Set problem
Give the listing below as a numbered list, leaving out any blank lines.

Supplied data
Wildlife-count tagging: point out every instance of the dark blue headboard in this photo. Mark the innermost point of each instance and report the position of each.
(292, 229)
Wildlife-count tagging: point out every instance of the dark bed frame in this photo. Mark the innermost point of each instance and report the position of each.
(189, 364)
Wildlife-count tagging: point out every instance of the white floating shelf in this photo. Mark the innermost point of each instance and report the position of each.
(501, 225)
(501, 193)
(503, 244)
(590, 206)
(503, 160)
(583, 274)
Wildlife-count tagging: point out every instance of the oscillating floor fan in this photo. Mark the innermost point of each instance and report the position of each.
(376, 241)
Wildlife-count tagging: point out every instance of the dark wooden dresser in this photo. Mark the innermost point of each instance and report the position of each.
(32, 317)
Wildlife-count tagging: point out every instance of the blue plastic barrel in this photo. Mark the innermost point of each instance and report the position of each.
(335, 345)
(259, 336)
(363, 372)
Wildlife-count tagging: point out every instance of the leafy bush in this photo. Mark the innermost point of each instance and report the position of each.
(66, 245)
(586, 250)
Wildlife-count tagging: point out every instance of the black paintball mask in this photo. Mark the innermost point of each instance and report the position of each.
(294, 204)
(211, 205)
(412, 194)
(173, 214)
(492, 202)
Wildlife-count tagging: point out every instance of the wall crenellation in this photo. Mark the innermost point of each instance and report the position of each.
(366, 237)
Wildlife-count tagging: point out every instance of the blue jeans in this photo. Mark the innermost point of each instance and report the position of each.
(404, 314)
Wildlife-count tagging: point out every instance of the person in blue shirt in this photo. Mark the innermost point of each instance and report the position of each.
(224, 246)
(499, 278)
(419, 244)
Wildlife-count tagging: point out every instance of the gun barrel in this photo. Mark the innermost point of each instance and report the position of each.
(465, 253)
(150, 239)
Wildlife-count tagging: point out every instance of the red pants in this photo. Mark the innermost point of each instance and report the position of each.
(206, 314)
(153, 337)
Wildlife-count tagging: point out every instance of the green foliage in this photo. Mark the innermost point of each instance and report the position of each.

Final result
1. Wildlife-count tagging: point out every instance of the dark blue headboard in this photo. Mark the innermost point of each instance and report the position of each.
2. (292, 229)
3. Wildlife-count tagging: point out every instance of the dark bed frame in this photo. Mark the innermost point of each instance and report the position of each.
4. (189, 364)
5. Wildlife-count tagging: point out every instance of the white floating shelf in this photo. Mark the innermost point of each instance and report the position of each.
6. (501, 225)
7. (501, 193)
8. (503, 244)
9. (590, 206)
10. (503, 160)
11. (583, 274)
12. Wildlife-count tagging: point out every instance of the oscillating floor fan in this photo. Mark the innermost point of each instance and report the position of each.
13. (376, 241)
14. Wildlife-count tagging: point out every instance of the dark wooden dresser in this photo. Mark the innermost point of each instance and report the position of each.
15. (32, 317)
16. Wildlife-count tagging: point out every instance of the blue plastic barrel in this photo. Mark the innermost point of each instance and report the position of each.
17. (335, 345)
18. (259, 336)
19. (363, 372)
20. Wildlife-count tagging: point out every instance of the leafy bush in this photo. Mark the innermost point of each instance and report the position of each.
21. (66, 245)
22. (586, 250)
23. Wildlife-count tagging: point out every instance of the black paintball mask in this photo. Mark the innermost point of each instance and report the position of each.
24. (294, 204)
25. (211, 205)
26. (412, 194)
27. (173, 214)
28. (492, 202)
29. Wildlife-count tagging: point out every instance of the wall crenellation in this photo. Mark the innermost point of each instance and report the position of each.
30. (366, 237)
31. Wildlife-count tagging: point out every instance of the blue jeans in this photo. Mark the innermost point of each instance and report the position of each.
32. (404, 314)
33. Wildlife-count tagging: point out every instance of the person in blue shirt in this photo. Mark the innermost point of each instance and report the position of each.
34. (224, 246)
35. (499, 278)
36. (419, 244)
37. Wildlife-count tagging: point out every instance of the gun barrel in this photo. Mark the innermost point of each instance and report the position of each.
38. (465, 253)
39. (150, 239)
40. Wildlife-count tagging: point out every instance of the red pants in this photo. Mark the innermost point of each instance and report the position of each.
41. (206, 314)
42. (153, 337)
43. Wildlife-count tagging: point out every instance of the green foliage in this photo. Mark the innermost point of each instance and report the position of each.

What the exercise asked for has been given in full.